[Detection annotation records]
>>
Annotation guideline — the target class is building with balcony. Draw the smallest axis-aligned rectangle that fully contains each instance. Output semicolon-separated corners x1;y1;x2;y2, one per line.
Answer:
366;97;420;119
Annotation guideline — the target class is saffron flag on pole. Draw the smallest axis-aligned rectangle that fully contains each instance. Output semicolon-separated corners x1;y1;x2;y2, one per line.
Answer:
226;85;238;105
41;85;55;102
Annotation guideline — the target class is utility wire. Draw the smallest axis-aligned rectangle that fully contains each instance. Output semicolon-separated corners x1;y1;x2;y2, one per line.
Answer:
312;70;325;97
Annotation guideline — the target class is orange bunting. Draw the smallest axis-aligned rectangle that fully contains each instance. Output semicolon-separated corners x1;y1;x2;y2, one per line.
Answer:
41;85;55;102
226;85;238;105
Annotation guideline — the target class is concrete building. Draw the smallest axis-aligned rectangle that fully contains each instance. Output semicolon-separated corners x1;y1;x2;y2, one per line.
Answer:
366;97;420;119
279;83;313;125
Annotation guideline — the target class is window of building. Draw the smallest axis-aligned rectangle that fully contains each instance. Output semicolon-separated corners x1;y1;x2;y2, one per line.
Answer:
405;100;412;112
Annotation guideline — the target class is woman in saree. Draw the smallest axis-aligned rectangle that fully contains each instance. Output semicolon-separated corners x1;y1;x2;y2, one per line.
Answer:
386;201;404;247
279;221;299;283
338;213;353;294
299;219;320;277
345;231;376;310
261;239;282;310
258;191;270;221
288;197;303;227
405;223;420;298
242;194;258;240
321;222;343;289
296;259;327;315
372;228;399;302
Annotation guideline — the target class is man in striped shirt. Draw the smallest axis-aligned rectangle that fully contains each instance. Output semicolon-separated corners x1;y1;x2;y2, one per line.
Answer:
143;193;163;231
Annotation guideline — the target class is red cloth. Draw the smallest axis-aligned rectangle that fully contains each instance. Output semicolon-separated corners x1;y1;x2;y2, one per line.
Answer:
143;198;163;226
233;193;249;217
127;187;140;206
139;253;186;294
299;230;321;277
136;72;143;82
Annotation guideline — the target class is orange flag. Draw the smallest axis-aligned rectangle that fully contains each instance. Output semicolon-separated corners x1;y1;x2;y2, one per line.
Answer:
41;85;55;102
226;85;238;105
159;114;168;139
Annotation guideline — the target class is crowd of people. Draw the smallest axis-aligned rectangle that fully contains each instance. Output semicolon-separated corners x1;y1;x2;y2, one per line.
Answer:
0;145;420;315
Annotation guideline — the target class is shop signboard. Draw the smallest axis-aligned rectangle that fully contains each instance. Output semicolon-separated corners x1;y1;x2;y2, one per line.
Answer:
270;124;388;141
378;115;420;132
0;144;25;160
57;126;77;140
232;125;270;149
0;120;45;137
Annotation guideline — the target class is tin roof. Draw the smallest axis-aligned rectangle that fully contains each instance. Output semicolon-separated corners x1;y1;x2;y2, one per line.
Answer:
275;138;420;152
<<
>>
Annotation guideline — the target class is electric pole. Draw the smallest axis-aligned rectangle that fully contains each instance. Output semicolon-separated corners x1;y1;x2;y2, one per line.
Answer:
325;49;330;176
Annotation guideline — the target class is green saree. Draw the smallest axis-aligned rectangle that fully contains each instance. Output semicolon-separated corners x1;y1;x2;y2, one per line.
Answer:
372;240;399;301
<<
Requirement: Gather every line of the records above that contains the word "roof", and copy each one in full.

Exercise output:
Annotation guideline — the target class is tin roof. Draw the smallest axis-aligned rectangle that fully contains each instance. Output semicolon-separated corners x1;y1;x2;y2, one per line.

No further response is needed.